> [REQUIREMENT] Where the line containing "of the silhouetted" appears, start copying; continue through the last line below and copy nothing else.

Segment Start: EXTRACTED INFORMATION

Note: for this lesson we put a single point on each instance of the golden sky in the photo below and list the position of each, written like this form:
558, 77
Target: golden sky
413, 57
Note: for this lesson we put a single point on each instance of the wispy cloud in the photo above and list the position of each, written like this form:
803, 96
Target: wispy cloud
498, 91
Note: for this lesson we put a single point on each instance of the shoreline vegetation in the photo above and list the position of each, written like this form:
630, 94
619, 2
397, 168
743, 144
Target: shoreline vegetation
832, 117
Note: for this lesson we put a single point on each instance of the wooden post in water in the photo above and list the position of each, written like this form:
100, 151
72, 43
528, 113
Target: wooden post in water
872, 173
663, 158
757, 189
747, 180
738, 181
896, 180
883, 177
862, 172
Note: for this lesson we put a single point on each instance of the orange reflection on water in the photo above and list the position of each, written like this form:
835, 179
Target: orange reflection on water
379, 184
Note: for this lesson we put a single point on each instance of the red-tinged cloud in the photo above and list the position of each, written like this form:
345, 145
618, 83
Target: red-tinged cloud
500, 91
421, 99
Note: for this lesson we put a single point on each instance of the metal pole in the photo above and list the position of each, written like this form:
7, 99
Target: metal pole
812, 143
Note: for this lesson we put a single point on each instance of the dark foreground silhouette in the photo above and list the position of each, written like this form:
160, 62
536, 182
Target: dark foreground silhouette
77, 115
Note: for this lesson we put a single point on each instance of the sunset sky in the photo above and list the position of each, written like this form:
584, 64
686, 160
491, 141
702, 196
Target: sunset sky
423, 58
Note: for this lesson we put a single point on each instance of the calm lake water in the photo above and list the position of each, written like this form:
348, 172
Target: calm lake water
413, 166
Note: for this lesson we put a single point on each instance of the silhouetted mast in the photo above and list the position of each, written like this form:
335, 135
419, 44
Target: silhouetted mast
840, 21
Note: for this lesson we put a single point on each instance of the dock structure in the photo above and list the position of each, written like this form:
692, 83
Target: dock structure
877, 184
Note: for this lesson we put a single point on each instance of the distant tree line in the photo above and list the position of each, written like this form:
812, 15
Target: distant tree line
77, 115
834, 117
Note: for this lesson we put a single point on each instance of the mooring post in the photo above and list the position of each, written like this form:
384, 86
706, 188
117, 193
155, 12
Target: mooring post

Segment End: EXTRACTED INFORMATION

> [THE COMPLETED TASK]
Note: for this lesson we put a single point on each instance of the silhouetted mast in the photo above and list the position of each, written like this form:
335, 135
419, 44
Target: silhouetted mast
840, 21
Note: for this lesson we put a single point on each instance of the dock structure in the photo above and list the position of each, written like this form:
692, 83
Target: dock structure
877, 184
Note: for this lesson we put a single point on each instance of the distant tree line in the photo above and list the position of each, written like this form:
812, 15
Target: distant tree line
77, 115
834, 117
Note: for this lesson we put a single point on each instance of the mooring post in the photo above and list the position of each, written like this form:
384, 86
706, 188
117, 193
155, 12
Target: mooring post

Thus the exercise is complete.